[Items from a data source]
* * *

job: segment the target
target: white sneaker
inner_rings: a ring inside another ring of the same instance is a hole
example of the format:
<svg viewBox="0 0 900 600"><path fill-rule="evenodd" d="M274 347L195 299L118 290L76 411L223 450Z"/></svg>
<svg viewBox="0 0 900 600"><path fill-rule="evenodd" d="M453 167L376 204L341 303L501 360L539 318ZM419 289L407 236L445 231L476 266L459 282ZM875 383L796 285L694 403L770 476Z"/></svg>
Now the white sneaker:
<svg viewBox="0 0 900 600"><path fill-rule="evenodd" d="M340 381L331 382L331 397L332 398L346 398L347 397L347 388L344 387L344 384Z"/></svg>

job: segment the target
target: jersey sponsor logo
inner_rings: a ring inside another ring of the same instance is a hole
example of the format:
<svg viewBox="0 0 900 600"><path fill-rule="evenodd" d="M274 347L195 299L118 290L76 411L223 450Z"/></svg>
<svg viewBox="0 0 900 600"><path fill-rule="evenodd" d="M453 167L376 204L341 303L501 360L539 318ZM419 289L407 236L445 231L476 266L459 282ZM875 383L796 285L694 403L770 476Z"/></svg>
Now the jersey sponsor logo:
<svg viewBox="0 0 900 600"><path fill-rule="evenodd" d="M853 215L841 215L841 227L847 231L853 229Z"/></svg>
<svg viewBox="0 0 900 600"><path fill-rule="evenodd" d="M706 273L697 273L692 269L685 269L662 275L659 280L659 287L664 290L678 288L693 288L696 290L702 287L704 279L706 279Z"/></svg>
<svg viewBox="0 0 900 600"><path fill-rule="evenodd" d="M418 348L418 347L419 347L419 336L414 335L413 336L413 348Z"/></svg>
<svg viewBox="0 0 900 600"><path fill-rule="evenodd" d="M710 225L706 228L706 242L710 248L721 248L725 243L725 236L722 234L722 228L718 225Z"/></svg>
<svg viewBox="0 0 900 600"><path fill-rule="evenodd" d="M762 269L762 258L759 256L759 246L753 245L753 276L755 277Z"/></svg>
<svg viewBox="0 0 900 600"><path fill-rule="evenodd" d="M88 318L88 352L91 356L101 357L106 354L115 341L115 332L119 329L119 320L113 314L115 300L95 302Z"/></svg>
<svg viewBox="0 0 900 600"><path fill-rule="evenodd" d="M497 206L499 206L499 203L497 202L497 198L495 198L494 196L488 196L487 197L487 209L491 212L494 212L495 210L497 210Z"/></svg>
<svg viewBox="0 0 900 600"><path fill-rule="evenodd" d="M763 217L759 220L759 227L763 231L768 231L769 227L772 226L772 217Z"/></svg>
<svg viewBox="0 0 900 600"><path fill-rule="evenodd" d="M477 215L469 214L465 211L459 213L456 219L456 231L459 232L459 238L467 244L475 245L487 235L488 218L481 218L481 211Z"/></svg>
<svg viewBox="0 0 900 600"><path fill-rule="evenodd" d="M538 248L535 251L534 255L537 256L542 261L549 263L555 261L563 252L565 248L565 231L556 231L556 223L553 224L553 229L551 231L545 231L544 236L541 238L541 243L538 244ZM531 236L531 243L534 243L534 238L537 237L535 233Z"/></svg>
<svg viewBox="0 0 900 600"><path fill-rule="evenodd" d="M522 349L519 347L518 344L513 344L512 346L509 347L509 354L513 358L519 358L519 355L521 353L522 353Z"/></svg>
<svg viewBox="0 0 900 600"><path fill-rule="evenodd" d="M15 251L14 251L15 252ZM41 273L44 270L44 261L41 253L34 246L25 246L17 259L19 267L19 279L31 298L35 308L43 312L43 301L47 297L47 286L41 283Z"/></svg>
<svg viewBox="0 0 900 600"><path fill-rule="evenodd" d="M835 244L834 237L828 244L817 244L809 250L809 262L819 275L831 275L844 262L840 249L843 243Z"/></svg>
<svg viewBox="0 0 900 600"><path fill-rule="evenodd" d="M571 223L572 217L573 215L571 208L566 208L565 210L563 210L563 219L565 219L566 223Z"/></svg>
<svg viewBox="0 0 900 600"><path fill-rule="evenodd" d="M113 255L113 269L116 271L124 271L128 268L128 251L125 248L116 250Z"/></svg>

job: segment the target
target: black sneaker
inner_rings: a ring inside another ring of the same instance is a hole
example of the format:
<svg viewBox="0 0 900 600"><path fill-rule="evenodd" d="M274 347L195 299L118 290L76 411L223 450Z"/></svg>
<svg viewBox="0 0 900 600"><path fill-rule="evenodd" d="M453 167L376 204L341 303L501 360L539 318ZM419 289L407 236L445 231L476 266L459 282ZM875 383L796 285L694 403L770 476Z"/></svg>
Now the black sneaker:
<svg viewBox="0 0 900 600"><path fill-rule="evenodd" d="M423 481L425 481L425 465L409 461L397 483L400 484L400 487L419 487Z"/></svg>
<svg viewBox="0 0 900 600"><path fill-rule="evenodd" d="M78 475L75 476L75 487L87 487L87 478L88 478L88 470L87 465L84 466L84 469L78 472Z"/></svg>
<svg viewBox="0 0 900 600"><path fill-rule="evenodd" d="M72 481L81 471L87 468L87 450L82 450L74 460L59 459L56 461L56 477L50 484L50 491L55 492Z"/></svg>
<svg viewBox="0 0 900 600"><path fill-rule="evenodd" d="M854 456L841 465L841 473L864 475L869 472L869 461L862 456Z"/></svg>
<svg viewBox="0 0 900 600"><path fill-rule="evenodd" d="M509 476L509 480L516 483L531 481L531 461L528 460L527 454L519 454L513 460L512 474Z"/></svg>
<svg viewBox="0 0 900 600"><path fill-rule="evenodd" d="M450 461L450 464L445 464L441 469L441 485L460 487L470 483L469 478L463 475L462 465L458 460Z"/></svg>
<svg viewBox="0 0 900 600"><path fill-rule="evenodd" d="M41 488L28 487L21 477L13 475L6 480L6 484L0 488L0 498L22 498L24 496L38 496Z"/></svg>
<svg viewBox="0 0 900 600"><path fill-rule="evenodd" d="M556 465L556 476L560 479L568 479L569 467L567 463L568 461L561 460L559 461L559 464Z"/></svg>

* * *

→ DIRECTIONS FOR THIS TASK
From the first line down to the last, give the records again exactly.

→ RESULT OF THIS EXERCISE
job: segment the target
target: white sneaker
inner_rings: a ring inside another ring of the same instance is a hole
example of the format:
<svg viewBox="0 0 900 600"><path fill-rule="evenodd" d="M274 347L195 299L118 290L76 411L223 450Z"/></svg>
<svg viewBox="0 0 900 600"><path fill-rule="evenodd" d="M453 167L376 204L341 303L501 360L539 318ZM419 289L407 236L445 231L476 266L459 282ZM875 383L796 285L694 403L770 476Z"/></svg>
Now the white sneaker:
<svg viewBox="0 0 900 600"><path fill-rule="evenodd" d="M340 381L331 382L331 397L332 398L346 398L347 397L347 388L344 387L344 384Z"/></svg>

job: segment the target
target: jersey sponsor logo
inner_rings: a ring inside another ring of the same instance is a hole
example of the format:
<svg viewBox="0 0 900 600"><path fill-rule="evenodd" d="M274 347L195 299L118 290L76 411L223 450Z"/></svg>
<svg viewBox="0 0 900 600"><path fill-rule="evenodd" d="M453 167L376 204L341 303L501 360L539 318ZM419 289L407 236L445 231L476 266L459 282ZM875 383L796 285L694 403L770 476Z"/></svg>
Now the jersey sponsor logo:
<svg viewBox="0 0 900 600"><path fill-rule="evenodd" d="M853 215L841 215L841 227L847 231L853 229Z"/></svg>
<svg viewBox="0 0 900 600"><path fill-rule="evenodd" d="M706 273L697 273L692 269L685 269L662 275L659 280L659 287L664 290L678 288L693 288L696 290L702 287L704 279L706 279Z"/></svg>
<svg viewBox="0 0 900 600"><path fill-rule="evenodd" d="M418 348L418 347L419 347L419 336L414 335L413 336L413 348Z"/></svg>
<svg viewBox="0 0 900 600"><path fill-rule="evenodd" d="M710 225L706 228L706 242L710 248L721 248L725 243L725 236L722 234L722 228L718 225Z"/></svg>
<svg viewBox="0 0 900 600"><path fill-rule="evenodd" d="M762 269L762 258L759 256L759 246L753 245L753 276L755 277Z"/></svg>
<svg viewBox="0 0 900 600"><path fill-rule="evenodd" d="M88 318L88 352L91 356L101 357L106 354L115 341L115 332L119 329L119 320L113 314L115 300L95 302Z"/></svg>
<svg viewBox="0 0 900 600"><path fill-rule="evenodd" d="M497 206L499 206L499 203L497 202L497 198L495 198L494 196L488 196L487 197L487 209L491 212L494 212L495 210L497 210Z"/></svg>
<svg viewBox="0 0 900 600"><path fill-rule="evenodd" d="M763 217L759 220L759 227L763 231L768 231L769 227L772 226L772 217Z"/></svg>
<svg viewBox="0 0 900 600"><path fill-rule="evenodd" d="M477 215L469 214L465 211L459 213L456 219L456 231L459 232L459 238L467 244L475 245L487 235L488 218L481 218L481 211Z"/></svg>
<svg viewBox="0 0 900 600"><path fill-rule="evenodd" d="M538 248L535 251L534 255L537 256L542 261L549 263L555 261L563 252L565 248L565 231L556 231L556 223L553 224L553 229L551 231L545 231L544 236L541 238L541 243L538 244ZM531 236L531 243L534 243L534 238L537 237L535 233Z"/></svg>
<svg viewBox="0 0 900 600"><path fill-rule="evenodd" d="M522 349L519 347L518 344L513 344L512 346L509 347L509 354L513 358L519 358L519 355L521 353L522 353Z"/></svg>
<svg viewBox="0 0 900 600"><path fill-rule="evenodd" d="M15 251L14 251L15 252ZM41 273L44 270L44 261L41 253L34 246L25 246L17 259L19 267L19 279L31 298L35 308L43 312L43 301L47 297L47 286L41 283Z"/></svg>
<svg viewBox="0 0 900 600"><path fill-rule="evenodd" d="M835 244L834 237L828 244L817 244L809 250L809 262L819 275L831 275L844 262L840 249L843 243Z"/></svg>
<svg viewBox="0 0 900 600"><path fill-rule="evenodd" d="M571 223L572 217L573 215L571 208L566 208L565 210L563 210L563 219L565 219L566 223Z"/></svg>
<svg viewBox="0 0 900 600"><path fill-rule="evenodd" d="M113 255L113 269L116 271L124 271L128 268L128 251L125 248L116 250Z"/></svg>

job: segment the target
target: black sneaker
inner_rings: a ring inside another ring of the same instance is a hole
example of the format:
<svg viewBox="0 0 900 600"><path fill-rule="evenodd" d="M274 347L195 299L118 290L76 411L223 450Z"/></svg>
<svg viewBox="0 0 900 600"><path fill-rule="evenodd" d="M453 167L376 204L341 303L501 360L539 318ZM419 289L407 236L445 231L476 266L459 282ZM875 383L796 285L694 403L770 476Z"/></svg>
Now the black sneaker:
<svg viewBox="0 0 900 600"><path fill-rule="evenodd" d="M423 481L425 481L425 465L409 461L397 483L400 484L400 487L419 487Z"/></svg>
<svg viewBox="0 0 900 600"><path fill-rule="evenodd" d="M78 475L75 476L75 487L87 487L87 478L88 478L88 470L87 465L84 466L84 469L78 472Z"/></svg>
<svg viewBox="0 0 900 600"><path fill-rule="evenodd" d="M72 481L81 471L87 468L87 450L82 450L74 460L59 459L56 461L56 477L50 484L50 491L55 492Z"/></svg>
<svg viewBox="0 0 900 600"><path fill-rule="evenodd" d="M854 456L841 465L841 473L864 475L869 472L869 461L862 456Z"/></svg>
<svg viewBox="0 0 900 600"><path fill-rule="evenodd" d="M509 476L509 480L516 483L531 481L531 461L528 460L527 454L519 454L513 460L512 474Z"/></svg>
<svg viewBox="0 0 900 600"><path fill-rule="evenodd" d="M450 461L450 464L445 464L441 469L441 485L460 487L470 483L469 478L463 475L462 465L458 460Z"/></svg>
<svg viewBox="0 0 900 600"><path fill-rule="evenodd" d="M41 488L28 487L21 477L13 475L6 480L6 484L0 488L0 498L22 498L24 496L38 496Z"/></svg>
<svg viewBox="0 0 900 600"><path fill-rule="evenodd" d="M556 465L556 476L560 479L568 479L569 467L567 463L568 461L561 460L559 461L559 464Z"/></svg>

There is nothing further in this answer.